==== Supplied material ====
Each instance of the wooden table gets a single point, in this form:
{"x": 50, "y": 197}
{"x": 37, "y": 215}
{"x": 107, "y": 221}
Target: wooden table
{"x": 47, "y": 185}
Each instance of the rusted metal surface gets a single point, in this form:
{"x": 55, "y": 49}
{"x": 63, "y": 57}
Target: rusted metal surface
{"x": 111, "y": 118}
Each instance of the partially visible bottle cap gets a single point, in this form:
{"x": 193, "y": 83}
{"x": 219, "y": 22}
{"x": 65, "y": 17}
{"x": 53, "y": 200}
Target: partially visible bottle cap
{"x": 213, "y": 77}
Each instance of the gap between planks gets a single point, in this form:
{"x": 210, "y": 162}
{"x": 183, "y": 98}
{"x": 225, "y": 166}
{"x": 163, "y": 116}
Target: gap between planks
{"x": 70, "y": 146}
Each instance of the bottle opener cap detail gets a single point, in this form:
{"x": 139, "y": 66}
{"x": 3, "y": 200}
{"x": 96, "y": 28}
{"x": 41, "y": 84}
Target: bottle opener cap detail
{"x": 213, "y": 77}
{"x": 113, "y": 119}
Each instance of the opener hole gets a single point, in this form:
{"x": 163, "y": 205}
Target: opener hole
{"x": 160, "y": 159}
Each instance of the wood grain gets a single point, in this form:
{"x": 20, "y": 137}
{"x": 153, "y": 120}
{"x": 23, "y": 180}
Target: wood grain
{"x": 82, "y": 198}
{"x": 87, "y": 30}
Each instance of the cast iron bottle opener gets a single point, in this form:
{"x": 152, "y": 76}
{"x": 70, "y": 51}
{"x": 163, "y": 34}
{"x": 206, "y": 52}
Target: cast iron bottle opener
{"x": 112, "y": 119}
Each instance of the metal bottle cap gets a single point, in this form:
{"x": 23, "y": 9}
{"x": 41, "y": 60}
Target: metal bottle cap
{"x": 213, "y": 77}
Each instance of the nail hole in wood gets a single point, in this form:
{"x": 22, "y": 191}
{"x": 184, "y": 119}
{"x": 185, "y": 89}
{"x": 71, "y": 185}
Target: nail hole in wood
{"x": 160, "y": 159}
====
Quote only the lines from the line containing "Each instance of the opener" through the end of the entries, keeping the first and the last.

Each instance of the opener hole gets a single point, in this form:
{"x": 163, "y": 205}
Target: opener hole
{"x": 160, "y": 159}
Each instance of the wood grain gets a single point, in this form:
{"x": 20, "y": 137}
{"x": 153, "y": 120}
{"x": 23, "y": 180}
Target: wood grain
{"x": 82, "y": 198}
{"x": 87, "y": 30}
Each instance of the cast iron bottle opener gets a single point, in this form:
{"x": 152, "y": 76}
{"x": 70, "y": 51}
{"x": 163, "y": 34}
{"x": 206, "y": 52}
Target: cast iron bottle opener
{"x": 112, "y": 119}
Each instance of the metal bottle cap gets a single point, in this form:
{"x": 23, "y": 9}
{"x": 41, "y": 60}
Target: metal bottle cap
{"x": 213, "y": 77}
Each instance of the nail hole in wood gets a single point, in this form:
{"x": 22, "y": 191}
{"x": 184, "y": 119}
{"x": 185, "y": 89}
{"x": 71, "y": 185}
Target: nail hole in wood
{"x": 160, "y": 159}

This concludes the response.